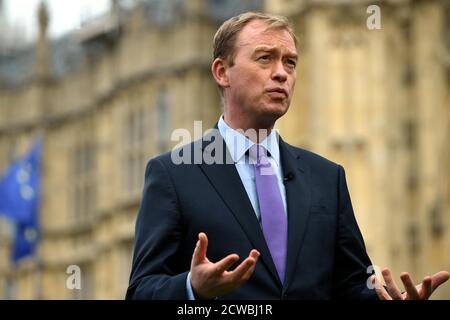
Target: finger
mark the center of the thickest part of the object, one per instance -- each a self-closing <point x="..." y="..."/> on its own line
<point x="380" y="290"/>
<point x="392" y="288"/>
<point x="254" y="254"/>
<point x="241" y="269"/>
<point x="226" y="263"/>
<point x="409" y="286"/>
<point x="200" y="249"/>
<point x="426" y="289"/>
<point x="439" y="278"/>
<point x="248" y="274"/>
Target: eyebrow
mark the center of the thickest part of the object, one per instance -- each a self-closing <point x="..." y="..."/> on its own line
<point x="290" y="54"/>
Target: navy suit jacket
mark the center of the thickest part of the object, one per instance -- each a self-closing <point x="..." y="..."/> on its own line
<point x="326" y="252"/>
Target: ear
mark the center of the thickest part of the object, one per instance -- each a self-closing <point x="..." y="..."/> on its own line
<point x="219" y="70"/>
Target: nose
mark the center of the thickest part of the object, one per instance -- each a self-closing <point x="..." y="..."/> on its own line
<point x="279" y="72"/>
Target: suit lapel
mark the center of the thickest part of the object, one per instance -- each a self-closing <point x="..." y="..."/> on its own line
<point x="298" y="198"/>
<point x="226" y="181"/>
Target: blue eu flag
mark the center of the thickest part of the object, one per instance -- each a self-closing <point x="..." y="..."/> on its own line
<point x="20" y="201"/>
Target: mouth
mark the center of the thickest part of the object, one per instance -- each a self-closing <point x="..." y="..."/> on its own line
<point x="277" y="92"/>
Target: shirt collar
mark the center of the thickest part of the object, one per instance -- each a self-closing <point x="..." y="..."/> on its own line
<point x="238" y="144"/>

---

## Task description
Reproduce, character for character, the stretch of entries above that runs from the line containing "Target: suit lapel" through the last line of the entries, both ends included.

## Task solution
Target: suit lapel
mark the center of the thickest part of the object, one per instance -- each a self-closing <point x="..." y="..."/> on its own line
<point x="298" y="198"/>
<point x="226" y="181"/>
Target: blue eu flag
mark the center of the thickest part of the object, one per instance -- each a self-closing <point x="..." y="..."/> on its own line
<point x="20" y="201"/>
Target: mouth
mark the center of the thickest part of the object, one per instance -- each a self-closing <point x="..." y="..."/> on its own line
<point x="277" y="92"/>
Target: shirt collar
mark the center of the thickest part of the object, one per instance -- each a self-closing <point x="..." y="..."/> on its own line
<point x="238" y="144"/>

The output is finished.